PISTOIA. Era l’ora, finalmente, che anche l’Intersindacale Medica denunciasse pubblicamente il disservizio permanente e continuo che si verifica nel “gommone” S. Jacopo Chiquita 10 & lode e che solo per il senso del dovere dimostrato dal personale, in questo caso medico, non è collassato.
Su una questione che ci riguarda come utenti, la paura ci assale ed è là dove testualmente si afferma che: “… l’Italia è stata nuovamente deferita alla Corte di Giustizia dell’Unione Europea poiché le normative italiane privano i medici del loro diritto ad un limite nell’orario settimanale e a un minimo di periodi di riposo giornalieri, con riflessi negativi sulla qualità della performance fornita e potenziale aumento del rischio per l’utenza”.
È una denuncia pesante che deriva da una consapevole certezza che il giuramento di Ippocrate è sacrificato sul tavolo del meschino interesse politico e sui “desiderata” di un rosso-Rossi qualunque che sente “odore” di elezioni e che non vuole perdere la sua cadrega.
Però, stavolta, nonostante tutto, al di sopra delle sigle sindacali di appartenenza, la componente medica ha lanciato un segnale che è, paradossalmente, improntato all’ottimismo e che si configura nel dovere/potere di tornare a svolgere il proprio lavoro nell’interesse dell’utente e non del cialtrone politico di turno e dei suoi leccascarpe.
Quest’ultimi (i leccascarpe), ancorché medici, scendano le scale del “gommone” e tornino, come si dice in gergo militare, “operativi”, perché quando si sente parlare (e lo si legge) di medici “apicali” (retribuiti con centomila euro annui e più per merito di tessera politica) che se ne stanno chiusi negli uffici amministrativi o svolgono solo questa funzione, ci assale il timore che non sia mai che si debba capitare sotto il loro giudizio medico o la loro diagnosi.

Elenco da una raccolta
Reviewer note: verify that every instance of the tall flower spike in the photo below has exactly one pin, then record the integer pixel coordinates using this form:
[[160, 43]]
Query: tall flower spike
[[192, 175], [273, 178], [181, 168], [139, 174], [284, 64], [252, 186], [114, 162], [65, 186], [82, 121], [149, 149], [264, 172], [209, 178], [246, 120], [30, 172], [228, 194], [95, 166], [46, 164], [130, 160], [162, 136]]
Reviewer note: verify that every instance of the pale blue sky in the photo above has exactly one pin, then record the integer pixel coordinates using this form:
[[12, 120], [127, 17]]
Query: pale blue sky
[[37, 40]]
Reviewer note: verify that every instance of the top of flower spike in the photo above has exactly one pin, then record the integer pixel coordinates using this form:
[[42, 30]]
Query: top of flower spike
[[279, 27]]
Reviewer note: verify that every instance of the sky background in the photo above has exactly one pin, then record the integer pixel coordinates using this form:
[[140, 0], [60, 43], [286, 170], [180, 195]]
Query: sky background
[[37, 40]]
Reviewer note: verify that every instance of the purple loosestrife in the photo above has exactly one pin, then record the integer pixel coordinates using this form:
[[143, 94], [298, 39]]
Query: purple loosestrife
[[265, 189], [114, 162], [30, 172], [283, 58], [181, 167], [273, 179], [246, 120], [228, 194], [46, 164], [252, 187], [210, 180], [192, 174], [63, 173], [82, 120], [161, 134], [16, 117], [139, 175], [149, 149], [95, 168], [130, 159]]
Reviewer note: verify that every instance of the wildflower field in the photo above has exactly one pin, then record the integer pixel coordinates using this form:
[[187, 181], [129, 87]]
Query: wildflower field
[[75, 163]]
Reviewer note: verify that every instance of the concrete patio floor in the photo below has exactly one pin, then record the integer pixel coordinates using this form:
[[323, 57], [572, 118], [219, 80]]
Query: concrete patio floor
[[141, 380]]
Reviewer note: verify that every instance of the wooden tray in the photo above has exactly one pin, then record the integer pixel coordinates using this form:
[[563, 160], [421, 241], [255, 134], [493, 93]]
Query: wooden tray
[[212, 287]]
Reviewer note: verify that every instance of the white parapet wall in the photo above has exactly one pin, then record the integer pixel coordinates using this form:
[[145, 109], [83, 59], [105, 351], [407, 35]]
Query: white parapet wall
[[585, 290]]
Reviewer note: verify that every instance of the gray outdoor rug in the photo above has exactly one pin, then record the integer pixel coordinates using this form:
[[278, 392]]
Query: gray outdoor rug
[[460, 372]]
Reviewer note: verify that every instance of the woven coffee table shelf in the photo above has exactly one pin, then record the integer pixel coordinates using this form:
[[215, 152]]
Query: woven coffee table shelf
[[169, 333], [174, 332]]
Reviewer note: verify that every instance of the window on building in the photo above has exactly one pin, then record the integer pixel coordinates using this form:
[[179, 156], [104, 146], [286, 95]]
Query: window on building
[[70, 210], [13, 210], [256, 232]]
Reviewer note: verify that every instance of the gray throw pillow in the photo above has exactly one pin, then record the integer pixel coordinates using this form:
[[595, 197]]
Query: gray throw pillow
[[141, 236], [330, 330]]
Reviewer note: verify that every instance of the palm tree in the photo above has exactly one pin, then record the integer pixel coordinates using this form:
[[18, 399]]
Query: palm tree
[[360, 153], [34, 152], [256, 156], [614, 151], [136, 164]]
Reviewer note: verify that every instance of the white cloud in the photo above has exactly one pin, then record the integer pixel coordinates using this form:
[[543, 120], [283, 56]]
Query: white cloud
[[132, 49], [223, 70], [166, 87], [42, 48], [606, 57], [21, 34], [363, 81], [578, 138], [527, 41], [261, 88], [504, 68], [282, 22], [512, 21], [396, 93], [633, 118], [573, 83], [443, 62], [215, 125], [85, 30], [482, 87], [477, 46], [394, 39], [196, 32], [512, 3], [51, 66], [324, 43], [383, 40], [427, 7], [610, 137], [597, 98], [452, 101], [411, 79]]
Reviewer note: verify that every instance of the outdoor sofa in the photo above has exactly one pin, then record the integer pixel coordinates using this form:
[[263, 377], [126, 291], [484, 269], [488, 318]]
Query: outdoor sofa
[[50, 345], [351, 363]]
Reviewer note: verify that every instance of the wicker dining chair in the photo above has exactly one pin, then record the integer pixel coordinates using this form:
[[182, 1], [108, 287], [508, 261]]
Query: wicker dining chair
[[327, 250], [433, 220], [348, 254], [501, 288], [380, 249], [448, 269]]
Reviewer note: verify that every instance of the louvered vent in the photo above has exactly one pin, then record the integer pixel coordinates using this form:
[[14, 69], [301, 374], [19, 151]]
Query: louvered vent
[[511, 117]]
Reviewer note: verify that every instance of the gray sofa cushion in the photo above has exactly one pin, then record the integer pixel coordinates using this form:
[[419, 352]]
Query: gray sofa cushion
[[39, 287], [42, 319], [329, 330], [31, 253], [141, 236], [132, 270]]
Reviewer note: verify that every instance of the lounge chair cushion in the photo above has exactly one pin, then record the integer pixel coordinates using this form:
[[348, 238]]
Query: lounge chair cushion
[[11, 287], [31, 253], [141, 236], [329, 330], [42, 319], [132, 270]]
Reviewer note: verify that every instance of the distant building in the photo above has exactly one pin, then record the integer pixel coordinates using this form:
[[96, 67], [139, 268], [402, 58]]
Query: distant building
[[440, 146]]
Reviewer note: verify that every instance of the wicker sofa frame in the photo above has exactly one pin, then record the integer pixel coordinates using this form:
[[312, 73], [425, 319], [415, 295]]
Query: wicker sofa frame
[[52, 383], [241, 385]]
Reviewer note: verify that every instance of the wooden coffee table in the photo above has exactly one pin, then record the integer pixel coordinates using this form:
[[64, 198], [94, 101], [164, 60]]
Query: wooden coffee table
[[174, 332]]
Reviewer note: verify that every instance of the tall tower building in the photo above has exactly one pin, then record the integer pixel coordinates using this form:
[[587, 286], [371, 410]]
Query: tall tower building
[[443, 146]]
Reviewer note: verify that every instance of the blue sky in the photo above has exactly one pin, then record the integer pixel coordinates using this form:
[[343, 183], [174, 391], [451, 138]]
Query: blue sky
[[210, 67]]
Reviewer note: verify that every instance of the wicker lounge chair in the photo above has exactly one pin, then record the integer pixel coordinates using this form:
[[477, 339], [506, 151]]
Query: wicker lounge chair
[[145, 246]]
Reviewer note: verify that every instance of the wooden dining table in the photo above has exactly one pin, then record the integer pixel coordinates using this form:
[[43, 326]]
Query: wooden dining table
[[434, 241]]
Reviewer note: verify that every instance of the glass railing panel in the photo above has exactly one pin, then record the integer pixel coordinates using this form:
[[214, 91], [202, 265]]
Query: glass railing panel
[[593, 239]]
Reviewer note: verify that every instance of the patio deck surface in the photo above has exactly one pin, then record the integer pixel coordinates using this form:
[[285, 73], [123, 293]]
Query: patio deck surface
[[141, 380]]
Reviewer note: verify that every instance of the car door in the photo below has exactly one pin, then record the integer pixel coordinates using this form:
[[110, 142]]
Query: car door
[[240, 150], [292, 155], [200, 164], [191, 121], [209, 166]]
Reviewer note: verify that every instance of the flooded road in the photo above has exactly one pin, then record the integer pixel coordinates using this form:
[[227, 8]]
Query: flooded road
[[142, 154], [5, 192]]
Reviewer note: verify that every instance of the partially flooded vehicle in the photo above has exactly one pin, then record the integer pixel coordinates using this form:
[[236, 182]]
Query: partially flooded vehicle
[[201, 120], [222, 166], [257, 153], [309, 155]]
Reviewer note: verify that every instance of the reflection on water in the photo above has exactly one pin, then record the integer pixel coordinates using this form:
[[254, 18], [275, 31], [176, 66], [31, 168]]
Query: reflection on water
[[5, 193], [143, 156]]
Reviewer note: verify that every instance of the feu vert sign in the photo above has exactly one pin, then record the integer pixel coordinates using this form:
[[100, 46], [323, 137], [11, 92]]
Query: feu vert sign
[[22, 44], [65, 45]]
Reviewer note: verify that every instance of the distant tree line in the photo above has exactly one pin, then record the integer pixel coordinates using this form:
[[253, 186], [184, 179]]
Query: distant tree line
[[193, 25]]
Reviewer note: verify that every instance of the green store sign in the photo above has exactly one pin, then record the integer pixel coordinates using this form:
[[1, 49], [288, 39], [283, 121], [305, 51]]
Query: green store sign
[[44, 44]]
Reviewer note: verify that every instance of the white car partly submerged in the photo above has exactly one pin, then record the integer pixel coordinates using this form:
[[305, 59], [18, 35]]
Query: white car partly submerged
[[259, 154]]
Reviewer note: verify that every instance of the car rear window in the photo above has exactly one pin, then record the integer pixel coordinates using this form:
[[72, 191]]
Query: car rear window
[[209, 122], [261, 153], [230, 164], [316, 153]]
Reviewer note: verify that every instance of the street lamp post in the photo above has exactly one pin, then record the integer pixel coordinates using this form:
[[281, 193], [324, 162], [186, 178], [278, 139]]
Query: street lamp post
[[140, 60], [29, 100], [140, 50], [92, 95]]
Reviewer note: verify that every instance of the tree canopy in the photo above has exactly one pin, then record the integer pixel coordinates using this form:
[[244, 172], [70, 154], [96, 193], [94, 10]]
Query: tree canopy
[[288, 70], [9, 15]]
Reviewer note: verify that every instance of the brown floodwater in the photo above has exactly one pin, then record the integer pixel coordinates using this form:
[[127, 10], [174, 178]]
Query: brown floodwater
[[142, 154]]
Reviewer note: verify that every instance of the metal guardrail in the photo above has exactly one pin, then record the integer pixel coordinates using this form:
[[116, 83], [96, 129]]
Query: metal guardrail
...
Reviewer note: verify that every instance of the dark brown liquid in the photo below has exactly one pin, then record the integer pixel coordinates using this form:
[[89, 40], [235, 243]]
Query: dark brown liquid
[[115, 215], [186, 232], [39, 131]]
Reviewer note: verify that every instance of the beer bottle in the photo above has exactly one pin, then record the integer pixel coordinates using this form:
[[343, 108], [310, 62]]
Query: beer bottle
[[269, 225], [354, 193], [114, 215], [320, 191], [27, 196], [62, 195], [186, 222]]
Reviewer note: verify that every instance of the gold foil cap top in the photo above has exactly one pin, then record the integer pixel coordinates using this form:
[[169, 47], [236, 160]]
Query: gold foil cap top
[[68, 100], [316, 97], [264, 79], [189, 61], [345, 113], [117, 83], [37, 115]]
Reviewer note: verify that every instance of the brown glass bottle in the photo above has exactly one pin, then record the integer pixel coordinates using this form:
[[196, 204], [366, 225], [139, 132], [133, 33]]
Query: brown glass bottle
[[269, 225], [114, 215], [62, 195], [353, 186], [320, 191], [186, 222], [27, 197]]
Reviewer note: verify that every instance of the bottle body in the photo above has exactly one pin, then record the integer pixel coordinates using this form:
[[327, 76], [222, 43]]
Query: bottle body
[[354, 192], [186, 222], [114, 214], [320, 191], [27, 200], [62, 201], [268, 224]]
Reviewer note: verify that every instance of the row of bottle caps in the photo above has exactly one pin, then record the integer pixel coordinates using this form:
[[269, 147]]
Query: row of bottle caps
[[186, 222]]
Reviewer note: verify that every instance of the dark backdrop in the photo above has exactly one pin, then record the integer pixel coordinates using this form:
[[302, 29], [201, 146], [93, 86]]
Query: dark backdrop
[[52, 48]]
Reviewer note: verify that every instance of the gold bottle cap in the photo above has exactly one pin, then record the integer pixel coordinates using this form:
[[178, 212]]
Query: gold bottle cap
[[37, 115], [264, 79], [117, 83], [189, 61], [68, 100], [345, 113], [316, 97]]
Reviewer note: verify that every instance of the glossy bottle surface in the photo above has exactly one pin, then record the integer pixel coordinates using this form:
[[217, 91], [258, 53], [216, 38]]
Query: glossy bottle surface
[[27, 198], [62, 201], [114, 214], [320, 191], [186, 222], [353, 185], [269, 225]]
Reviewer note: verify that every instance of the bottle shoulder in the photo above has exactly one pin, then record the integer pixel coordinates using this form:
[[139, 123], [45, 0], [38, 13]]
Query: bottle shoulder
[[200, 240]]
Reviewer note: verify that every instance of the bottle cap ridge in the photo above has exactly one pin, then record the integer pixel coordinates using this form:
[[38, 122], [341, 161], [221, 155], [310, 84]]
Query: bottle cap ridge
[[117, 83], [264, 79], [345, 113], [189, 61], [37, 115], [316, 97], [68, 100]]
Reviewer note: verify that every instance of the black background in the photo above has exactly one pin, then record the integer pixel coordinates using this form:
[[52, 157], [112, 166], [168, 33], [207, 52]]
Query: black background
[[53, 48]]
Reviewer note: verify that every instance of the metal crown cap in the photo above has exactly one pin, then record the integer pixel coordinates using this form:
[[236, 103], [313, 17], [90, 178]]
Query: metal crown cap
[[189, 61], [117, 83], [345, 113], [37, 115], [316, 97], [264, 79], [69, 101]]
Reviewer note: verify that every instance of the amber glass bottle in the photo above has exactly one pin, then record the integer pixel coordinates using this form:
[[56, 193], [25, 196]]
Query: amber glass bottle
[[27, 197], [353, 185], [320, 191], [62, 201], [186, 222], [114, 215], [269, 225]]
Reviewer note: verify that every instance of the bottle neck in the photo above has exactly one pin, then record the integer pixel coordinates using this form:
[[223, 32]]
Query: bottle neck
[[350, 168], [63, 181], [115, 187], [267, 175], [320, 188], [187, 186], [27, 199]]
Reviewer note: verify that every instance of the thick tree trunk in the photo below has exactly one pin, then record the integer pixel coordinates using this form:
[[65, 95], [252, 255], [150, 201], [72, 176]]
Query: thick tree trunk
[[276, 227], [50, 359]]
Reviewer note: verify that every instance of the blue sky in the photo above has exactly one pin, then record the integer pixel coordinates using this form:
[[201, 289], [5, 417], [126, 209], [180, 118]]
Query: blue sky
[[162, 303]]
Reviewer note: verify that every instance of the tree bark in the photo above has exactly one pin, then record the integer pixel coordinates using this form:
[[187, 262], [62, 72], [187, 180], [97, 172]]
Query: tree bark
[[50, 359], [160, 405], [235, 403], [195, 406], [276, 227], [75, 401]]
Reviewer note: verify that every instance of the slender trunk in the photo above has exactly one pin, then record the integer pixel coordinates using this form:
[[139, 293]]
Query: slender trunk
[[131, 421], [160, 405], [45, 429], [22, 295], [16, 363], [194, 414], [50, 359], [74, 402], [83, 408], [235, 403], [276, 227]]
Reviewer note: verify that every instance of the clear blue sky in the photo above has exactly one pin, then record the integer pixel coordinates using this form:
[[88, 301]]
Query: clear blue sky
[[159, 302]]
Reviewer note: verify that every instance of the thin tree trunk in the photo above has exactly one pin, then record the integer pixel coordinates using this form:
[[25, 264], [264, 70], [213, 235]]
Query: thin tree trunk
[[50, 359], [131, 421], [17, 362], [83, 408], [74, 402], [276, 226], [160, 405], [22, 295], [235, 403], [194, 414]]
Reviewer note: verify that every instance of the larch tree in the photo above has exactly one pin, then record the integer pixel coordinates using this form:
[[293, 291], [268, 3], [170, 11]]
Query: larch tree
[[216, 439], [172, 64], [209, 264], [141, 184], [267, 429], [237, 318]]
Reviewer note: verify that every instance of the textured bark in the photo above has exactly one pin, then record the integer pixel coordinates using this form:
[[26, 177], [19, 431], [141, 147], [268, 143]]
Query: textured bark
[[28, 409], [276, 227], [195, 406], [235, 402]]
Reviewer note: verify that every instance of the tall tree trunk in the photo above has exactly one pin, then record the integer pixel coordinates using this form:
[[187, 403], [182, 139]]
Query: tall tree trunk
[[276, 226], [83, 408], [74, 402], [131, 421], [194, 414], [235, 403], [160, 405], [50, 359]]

- Il compito -
Per favore, riscrivi il testo fornito iniziando da "Però, stavolta, nonostante" e terminando con "dei suoi leccascarpe.", cambiando "ottimismo" in "entusiasmo".

- Soluzione -
Però, stavolta, nonostante tutto, al di sopra delle sigle sindacali di appartenenza, la componente medica ha lanciato un segnale che è, paradossalmente, improntato all’entusiasmo e che si configura nel dovere/potere di tornare a svolgere il proprio lavoro nell’interesse dell’utente e non del cialtrone politico di turno e dei suoi leccascarpe.